(A run of records)
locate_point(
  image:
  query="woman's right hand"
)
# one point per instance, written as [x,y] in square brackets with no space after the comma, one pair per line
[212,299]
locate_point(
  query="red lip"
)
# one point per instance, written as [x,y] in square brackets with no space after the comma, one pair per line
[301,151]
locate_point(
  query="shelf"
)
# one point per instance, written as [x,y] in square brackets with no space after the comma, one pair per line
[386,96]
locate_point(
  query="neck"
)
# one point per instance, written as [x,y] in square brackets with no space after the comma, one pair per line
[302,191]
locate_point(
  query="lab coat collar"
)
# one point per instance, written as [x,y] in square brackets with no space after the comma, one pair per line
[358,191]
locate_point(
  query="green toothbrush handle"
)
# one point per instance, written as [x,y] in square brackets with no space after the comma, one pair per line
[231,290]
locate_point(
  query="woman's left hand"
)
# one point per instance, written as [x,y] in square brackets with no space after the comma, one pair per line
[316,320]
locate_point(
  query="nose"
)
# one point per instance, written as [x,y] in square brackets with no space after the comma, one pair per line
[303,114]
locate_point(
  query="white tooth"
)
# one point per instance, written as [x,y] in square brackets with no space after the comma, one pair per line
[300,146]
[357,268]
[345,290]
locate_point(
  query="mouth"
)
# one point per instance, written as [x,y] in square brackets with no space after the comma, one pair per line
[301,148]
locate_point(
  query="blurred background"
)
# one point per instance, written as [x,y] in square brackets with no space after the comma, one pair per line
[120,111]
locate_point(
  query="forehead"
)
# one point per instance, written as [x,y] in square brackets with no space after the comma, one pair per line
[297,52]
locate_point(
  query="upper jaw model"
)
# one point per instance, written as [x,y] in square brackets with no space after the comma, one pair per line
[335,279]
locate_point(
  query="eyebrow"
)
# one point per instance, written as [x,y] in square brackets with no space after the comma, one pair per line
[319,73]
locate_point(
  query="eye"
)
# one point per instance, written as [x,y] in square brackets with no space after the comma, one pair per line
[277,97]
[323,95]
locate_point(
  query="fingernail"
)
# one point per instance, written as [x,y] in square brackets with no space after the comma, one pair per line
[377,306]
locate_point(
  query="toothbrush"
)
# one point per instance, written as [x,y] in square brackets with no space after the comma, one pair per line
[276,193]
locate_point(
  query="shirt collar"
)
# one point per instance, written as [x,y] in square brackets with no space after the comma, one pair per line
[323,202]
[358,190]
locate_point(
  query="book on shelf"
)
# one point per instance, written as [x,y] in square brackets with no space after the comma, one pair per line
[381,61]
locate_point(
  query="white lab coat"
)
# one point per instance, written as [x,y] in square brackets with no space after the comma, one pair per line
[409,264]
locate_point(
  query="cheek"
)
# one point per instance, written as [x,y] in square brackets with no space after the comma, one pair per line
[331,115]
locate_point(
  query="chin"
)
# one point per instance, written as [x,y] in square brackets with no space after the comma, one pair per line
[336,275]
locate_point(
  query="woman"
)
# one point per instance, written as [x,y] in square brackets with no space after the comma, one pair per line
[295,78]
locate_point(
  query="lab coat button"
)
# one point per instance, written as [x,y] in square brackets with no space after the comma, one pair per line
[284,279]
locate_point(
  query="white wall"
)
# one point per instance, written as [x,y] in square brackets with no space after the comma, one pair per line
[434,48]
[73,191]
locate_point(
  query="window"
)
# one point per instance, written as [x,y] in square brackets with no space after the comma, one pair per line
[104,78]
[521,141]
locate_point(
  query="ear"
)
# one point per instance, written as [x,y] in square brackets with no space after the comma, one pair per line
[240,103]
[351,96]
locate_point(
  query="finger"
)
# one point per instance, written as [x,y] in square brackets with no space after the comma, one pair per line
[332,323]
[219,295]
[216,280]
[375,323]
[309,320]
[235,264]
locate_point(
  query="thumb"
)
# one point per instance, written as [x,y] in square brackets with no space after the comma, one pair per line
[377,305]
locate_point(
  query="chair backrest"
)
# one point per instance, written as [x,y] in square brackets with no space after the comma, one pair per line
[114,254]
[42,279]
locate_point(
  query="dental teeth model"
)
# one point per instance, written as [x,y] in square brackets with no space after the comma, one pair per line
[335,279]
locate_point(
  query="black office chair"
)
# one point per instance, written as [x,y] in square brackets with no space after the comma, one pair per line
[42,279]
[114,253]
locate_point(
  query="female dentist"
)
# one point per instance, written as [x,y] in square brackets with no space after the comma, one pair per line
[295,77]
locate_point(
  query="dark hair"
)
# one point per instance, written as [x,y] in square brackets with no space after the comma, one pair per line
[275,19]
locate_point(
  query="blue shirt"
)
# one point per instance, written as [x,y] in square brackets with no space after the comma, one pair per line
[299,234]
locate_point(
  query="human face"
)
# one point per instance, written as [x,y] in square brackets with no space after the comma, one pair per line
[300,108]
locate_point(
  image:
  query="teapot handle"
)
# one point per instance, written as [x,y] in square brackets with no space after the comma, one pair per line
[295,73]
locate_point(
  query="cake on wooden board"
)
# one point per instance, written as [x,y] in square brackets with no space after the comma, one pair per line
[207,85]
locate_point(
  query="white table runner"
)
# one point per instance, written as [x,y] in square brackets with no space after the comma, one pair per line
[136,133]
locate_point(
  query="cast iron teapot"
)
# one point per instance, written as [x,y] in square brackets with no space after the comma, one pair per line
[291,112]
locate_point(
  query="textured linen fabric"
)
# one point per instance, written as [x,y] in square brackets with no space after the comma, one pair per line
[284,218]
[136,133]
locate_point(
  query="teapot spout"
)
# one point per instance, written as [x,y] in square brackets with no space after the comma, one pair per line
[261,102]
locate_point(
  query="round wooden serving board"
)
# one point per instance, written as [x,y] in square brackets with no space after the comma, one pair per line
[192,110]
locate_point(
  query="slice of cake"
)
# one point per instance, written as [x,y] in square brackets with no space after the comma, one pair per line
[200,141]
...
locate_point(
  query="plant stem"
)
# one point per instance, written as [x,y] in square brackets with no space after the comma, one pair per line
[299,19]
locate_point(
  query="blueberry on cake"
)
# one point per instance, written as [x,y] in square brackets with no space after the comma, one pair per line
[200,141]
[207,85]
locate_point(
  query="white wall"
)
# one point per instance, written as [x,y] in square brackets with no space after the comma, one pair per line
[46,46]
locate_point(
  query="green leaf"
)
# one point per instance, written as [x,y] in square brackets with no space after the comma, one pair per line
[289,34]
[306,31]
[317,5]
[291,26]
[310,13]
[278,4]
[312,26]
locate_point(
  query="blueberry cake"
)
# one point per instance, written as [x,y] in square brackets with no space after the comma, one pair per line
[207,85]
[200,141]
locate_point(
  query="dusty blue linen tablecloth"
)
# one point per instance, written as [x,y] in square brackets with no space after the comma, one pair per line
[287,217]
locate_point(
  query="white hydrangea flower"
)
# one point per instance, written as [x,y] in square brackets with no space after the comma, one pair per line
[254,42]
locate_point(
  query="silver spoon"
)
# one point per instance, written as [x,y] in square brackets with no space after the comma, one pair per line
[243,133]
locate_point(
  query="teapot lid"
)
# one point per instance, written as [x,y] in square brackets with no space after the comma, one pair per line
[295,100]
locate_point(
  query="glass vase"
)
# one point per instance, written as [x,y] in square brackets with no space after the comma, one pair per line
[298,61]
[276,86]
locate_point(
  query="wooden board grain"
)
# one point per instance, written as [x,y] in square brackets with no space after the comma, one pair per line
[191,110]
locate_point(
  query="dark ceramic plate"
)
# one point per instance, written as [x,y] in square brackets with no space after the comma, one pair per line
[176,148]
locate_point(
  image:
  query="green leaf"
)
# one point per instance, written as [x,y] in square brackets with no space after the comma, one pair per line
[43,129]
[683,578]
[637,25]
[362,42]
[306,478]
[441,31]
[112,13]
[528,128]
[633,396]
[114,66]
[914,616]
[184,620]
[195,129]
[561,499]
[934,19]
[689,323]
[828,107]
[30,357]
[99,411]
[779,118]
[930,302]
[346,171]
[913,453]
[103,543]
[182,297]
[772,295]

▶ **What is expected**: Extract every line of the records above that contains the word "board", and copy each one unchanged.

▶ **Final answer**:
  query="cake on wooden board"
  query="round wooden serving board"
  query="wooden board grain"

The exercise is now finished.